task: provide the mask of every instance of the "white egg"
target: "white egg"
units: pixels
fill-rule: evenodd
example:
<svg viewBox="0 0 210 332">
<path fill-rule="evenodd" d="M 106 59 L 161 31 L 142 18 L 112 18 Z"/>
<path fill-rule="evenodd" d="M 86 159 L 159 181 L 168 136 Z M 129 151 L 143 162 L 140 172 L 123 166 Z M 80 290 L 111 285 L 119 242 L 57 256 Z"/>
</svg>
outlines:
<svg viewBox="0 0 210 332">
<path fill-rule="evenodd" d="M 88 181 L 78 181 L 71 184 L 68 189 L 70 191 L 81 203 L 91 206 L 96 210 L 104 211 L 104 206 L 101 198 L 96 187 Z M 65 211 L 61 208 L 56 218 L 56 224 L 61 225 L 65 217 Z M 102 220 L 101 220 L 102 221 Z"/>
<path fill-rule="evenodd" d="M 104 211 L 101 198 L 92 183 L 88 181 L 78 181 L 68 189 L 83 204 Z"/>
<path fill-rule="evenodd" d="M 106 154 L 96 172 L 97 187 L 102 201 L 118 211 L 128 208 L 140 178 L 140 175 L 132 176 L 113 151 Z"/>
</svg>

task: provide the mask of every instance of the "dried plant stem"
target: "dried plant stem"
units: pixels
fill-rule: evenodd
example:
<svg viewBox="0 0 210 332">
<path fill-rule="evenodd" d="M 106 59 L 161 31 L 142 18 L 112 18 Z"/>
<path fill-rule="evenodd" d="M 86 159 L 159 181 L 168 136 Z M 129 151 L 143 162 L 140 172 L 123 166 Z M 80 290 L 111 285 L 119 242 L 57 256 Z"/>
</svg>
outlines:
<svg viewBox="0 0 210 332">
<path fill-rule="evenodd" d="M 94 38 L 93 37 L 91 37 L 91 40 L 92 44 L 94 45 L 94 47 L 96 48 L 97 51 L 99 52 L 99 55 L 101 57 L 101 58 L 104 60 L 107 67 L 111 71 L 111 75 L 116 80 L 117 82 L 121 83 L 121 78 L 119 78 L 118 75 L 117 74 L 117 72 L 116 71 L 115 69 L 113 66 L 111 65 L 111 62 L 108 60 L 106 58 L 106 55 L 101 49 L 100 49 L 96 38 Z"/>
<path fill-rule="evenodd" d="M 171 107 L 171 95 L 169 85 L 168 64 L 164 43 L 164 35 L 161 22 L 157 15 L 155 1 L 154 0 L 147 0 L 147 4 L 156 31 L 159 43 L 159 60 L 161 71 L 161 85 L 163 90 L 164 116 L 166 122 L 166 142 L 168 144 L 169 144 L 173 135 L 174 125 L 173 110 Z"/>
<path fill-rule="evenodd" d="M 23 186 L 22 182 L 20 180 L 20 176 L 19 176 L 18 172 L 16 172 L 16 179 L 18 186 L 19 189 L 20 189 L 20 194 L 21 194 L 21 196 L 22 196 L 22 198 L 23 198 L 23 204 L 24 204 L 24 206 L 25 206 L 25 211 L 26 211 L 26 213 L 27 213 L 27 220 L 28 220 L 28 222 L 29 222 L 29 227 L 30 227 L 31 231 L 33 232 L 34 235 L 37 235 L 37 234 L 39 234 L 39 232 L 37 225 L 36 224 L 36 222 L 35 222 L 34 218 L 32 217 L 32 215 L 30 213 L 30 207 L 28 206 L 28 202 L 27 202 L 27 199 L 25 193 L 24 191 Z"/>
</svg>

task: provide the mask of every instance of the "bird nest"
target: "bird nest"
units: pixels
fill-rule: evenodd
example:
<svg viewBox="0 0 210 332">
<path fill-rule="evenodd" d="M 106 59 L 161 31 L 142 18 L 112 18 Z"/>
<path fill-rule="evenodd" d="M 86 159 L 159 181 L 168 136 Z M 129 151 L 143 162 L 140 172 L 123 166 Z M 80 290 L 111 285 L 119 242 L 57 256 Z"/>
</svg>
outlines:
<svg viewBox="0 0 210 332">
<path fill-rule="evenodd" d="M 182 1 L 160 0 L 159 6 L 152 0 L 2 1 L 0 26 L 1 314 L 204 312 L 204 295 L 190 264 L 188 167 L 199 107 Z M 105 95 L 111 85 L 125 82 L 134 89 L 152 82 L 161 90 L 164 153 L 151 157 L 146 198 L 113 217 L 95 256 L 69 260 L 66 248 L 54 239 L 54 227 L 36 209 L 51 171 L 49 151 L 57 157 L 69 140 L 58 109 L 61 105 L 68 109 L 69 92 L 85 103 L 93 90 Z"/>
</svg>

#### [EXERCISE]
Pick out each line above that contains the word "dried", and copy those lines.

#### [SOLUTION TO THIS TASK]
task: provide the mask of every instance of the "dried plant stem"
target: "dried plant stem"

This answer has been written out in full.